- The task
Could you return every line of the records below that contains the word "wooden"?
[Data for this exercise Boundary: Start]
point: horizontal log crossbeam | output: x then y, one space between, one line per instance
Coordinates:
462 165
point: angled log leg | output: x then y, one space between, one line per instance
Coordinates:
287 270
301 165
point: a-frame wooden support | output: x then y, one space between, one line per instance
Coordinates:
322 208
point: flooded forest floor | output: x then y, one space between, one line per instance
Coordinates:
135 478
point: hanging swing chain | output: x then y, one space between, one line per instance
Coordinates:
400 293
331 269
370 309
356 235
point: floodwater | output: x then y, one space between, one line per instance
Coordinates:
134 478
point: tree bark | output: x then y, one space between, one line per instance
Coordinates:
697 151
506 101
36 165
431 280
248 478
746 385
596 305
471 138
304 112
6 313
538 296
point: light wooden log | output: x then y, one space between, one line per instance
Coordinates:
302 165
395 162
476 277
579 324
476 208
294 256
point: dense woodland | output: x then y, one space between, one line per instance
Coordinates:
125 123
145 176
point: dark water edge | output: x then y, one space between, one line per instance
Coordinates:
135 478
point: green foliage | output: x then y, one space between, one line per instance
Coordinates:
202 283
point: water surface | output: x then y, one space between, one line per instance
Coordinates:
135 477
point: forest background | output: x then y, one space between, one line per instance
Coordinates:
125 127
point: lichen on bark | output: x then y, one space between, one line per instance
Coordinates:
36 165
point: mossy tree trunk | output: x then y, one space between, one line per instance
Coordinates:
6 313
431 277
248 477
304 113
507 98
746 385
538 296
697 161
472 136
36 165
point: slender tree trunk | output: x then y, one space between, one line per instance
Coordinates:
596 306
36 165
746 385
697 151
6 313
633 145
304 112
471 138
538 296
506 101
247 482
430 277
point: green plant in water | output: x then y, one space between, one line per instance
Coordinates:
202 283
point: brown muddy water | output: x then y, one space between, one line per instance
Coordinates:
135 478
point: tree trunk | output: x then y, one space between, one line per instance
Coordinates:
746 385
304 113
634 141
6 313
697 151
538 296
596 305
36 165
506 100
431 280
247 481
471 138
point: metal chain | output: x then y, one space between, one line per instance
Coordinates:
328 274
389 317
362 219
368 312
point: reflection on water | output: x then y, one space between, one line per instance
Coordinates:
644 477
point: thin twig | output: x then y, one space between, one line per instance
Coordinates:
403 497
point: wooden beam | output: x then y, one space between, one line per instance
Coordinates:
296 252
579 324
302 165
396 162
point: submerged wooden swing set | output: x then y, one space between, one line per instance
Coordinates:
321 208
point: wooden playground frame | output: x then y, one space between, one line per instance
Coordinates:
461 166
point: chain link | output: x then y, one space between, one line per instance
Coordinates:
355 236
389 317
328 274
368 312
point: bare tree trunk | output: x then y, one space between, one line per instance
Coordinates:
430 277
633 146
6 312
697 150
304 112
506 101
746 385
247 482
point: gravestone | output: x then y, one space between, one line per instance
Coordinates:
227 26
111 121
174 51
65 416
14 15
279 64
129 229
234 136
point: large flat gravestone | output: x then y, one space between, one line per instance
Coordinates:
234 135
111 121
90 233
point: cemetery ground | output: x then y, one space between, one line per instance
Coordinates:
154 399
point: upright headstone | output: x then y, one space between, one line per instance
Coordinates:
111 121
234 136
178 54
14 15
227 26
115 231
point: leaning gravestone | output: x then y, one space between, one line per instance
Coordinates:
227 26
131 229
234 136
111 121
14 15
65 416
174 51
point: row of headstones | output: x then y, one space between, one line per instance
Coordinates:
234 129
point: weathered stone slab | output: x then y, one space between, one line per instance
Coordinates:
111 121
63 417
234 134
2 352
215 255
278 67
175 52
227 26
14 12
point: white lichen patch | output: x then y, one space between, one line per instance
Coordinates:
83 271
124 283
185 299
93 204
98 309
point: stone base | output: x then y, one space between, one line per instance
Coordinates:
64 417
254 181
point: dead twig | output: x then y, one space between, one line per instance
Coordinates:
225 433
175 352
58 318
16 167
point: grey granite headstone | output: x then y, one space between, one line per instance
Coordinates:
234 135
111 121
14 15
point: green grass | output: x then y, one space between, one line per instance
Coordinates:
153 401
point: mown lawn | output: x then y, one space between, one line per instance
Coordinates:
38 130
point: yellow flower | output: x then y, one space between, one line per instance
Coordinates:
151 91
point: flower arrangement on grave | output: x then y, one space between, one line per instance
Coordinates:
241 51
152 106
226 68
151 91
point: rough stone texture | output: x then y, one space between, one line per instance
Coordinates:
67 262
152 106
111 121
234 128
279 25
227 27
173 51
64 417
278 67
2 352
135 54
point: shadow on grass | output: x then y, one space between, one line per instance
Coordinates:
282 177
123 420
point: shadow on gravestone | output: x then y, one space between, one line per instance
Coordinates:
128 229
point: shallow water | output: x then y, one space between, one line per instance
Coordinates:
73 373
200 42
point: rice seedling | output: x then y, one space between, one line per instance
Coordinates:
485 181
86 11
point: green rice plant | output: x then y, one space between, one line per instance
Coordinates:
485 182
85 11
[Data for this exercise Boundary: End]
- Task output
point: a-frame wooden support | output: x then y, one space between, one line per instance
point: light wooden log | output: x then y, one space between, one line per instance
point: wooden beam | output: x then y, one space between, one line per instance
point: submerged wooden swing set | output: x then y, one space between, one line per instance
point: wooden playground frame | output: x then y, one space between, one line per instance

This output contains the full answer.